§ What to produce: Will you give the material below again, every line exactly as it is?

:: Records for this task ::

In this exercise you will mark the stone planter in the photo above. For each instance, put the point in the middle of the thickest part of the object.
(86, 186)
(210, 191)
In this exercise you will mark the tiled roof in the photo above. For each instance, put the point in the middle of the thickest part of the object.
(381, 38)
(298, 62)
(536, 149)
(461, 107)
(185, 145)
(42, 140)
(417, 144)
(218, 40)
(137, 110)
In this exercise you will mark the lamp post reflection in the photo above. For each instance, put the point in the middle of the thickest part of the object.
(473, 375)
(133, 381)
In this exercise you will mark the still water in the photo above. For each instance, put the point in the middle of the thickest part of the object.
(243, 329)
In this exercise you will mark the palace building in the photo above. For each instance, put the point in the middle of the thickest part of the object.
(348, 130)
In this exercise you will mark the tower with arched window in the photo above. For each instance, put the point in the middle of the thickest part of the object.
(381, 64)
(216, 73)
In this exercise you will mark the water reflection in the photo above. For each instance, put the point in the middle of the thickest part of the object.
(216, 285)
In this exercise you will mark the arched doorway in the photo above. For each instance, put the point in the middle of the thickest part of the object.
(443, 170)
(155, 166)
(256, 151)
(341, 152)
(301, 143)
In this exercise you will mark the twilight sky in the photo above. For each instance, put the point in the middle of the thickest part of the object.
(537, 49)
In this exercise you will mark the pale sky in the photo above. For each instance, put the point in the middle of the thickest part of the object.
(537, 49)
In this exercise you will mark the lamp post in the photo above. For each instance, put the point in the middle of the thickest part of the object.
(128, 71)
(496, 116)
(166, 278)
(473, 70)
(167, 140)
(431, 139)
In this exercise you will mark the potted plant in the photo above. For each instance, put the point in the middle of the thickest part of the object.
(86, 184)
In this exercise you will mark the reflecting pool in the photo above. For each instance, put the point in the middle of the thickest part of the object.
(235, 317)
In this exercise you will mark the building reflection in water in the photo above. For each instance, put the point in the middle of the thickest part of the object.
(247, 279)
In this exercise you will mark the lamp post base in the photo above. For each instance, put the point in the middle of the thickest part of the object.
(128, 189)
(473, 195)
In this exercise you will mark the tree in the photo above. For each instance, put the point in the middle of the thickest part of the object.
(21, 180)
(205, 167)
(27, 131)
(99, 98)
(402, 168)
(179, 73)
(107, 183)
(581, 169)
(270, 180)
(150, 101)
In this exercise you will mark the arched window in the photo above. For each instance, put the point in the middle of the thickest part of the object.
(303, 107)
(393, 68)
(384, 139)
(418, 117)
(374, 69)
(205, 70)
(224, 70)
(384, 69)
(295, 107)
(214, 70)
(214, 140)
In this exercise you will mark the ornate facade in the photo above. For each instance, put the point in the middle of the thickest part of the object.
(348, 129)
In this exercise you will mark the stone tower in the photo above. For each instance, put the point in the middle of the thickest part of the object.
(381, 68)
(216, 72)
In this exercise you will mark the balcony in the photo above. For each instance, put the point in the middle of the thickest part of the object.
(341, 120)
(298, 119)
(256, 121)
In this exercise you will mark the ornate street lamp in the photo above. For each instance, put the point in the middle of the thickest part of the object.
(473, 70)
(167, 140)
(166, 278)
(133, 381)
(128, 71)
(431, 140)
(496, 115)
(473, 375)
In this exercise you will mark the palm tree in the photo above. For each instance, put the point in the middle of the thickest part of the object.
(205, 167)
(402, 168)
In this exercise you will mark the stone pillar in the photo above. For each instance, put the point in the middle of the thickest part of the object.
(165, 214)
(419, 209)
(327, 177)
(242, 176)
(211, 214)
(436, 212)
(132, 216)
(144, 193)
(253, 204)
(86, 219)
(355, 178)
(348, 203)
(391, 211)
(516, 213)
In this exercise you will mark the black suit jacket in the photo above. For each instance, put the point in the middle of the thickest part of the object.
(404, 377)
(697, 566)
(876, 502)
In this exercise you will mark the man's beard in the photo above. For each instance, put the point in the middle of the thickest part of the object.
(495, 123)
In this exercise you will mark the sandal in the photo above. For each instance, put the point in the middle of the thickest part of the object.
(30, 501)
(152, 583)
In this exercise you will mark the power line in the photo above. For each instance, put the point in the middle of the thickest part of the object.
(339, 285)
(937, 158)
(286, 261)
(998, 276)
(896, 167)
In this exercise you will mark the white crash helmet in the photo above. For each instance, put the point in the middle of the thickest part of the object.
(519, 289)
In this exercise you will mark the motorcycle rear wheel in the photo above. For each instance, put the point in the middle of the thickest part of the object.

:::

§ Solution to this task:
In this exercise you will mark the stone planter in the photo above. For each instance, put the point in the middle of the thickest part of the object.
(86, 186)
(210, 191)
In this exercise you will mark the tiled roof in the photo above. For each instance, put the point in the middle of the thickest part of the object.
(381, 38)
(298, 62)
(536, 149)
(461, 107)
(185, 145)
(42, 140)
(417, 144)
(218, 40)
(137, 110)
In this exercise you will mark the lamp post reflection in the photo above. For each instance, put the point in the middle of the thickest part of the object.
(473, 375)
(133, 381)
In this exercise you will mark the still water in the photo above. For each instance, put the point in the middle of the thickest part of the object.
(243, 329)
In this exercise you will mark the palace building in the photo above. For each instance, put the point in the middle of the thickest part of the object.
(348, 130)
In this exercise you will mark the tower with arched window in the photo above. For each instance, put the point in the middle of the thickest part of the object.
(381, 64)
(216, 73)
In this exercise you will mark the water reflection in the photo above. For each instance, put the point in the middle of the thickest part of the object.
(216, 285)
In this exercise you will mark the arched doorway in the photo above. For each instance, put the point in the middle of the thickest part of the object.
(443, 170)
(155, 166)
(256, 151)
(341, 152)
(301, 143)
In this exercise you will mark the twilight sky in the photo above. For each instance, put the point in the middle of the thickest part of the object.
(537, 49)
In this exercise you will mark the pale sky in the photo above. For each instance, put the point in the middle of the thickest part of the object.
(537, 49)
In this exercise you will mark the lamp post in the photo above. For each instance, put the point in the middle of the thickest part of the object.
(128, 71)
(496, 116)
(166, 278)
(473, 70)
(167, 140)
(431, 139)
In this exercise you will mark the potted plant in the photo above. For each instance, put the point in the middle of the thickest part of the object.
(86, 184)
In this exercise you will mark the reflecting pool in the photo above. For each instance, put the point in the middle of the thickest part of the object.
(235, 317)
In this exercise you will mark the building reflection in water in the photo above. For each instance, put the point in the middle of the thickest part of the object.
(247, 279)
In this exercise you will mark the lamp post base in the photo above. For each instance, put the point in the middle of the thickest part of the object.
(128, 189)
(473, 195)
In this exercise you will mark the tree in the photo above. For each instance, put the point in the middle of the thickest part of the object.
(21, 180)
(205, 167)
(27, 131)
(99, 98)
(402, 168)
(179, 73)
(107, 183)
(581, 169)
(270, 180)
(150, 101)
In this exercise you will mark the arched window in the photo above. For each instance, put the point in the middle of the thickest part of the object.
(303, 107)
(393, 68)
(384, 139)
(418, 117)
(374, 69)
(205, 70)
(224, 70)
(384, 69)
(295, 107)
(214, 70)
(214, 140)
In this exercise you will mark the ornate facade in the photo above. For each instance, put the point in the middle of the thickest part of the object.
(348, 129)
In this exercise you will mark the stone tower in the photo above. For each instance, put the point in the middle of the thickest part of the object.
(381, 68)
(216, 72)
In this exercise you will mark the balcony in the photo above. For each instance, put the point in the middle of the thickest part of the object.
(341, 120)
(298, 119)
(256, 121)
In this exercise you will mark the ornate street lamp in the photo above. For each instance, put the point in the middle of the thickest part of the object.
(473, 70)
(167, 140)
(166, 278)
(133, 381)
(128, 71)
(431, 140)
(496, 115)
(473, 375)
In this exercise you will mark the palm tree in the photo above. For each instance, put the point in the middle of the thickest part of the object.
(205, 167)
(402, 168)
In this exercise you will mark the stone pillar in the photo above. For each instance, put the point in the middle of the thickest part of the object.
(165, 214)
(419, 209)
(327, 177)
(242, 176)
(211, 214)
(436, 212)
(132, 216)
(144, 193)
(253, 204)
(86, 219)
(355, 178)
(348, 203)
(391, 211)
(516, 213)
In this exercise you will mark the black suit jacket in the photo above. For each instance, put the point in the middle of the thickest part of the object.
(404, 377)
(697, 566)
(876, 502)
In this exercise you will mark the man's beard in the photo above. For each instance, put the point in the middle of the thickest part of the object.
(495, 123)
In this exercise you will mark the sandal in the photo above. For each instance, put the point in the middle of the thickest part of the object.
(30, 501)
(152, 583)
In this exercise you will mark the power line in the photo above. For each instance, put the point in the middle of the thickest part of the object.
(339, 285)
(937, 158)
(286, 261)
(998, 276)
(896, 167)
In this exercise you will mark the white crash helmet in the photo above. For each instance, put the point in the middle of the thickest part of the object.
(519, 289)
In this exercise you will mark the motorcycle rear wheel in the photo above. For each instance, put the point in the middle of the thickest part of the object.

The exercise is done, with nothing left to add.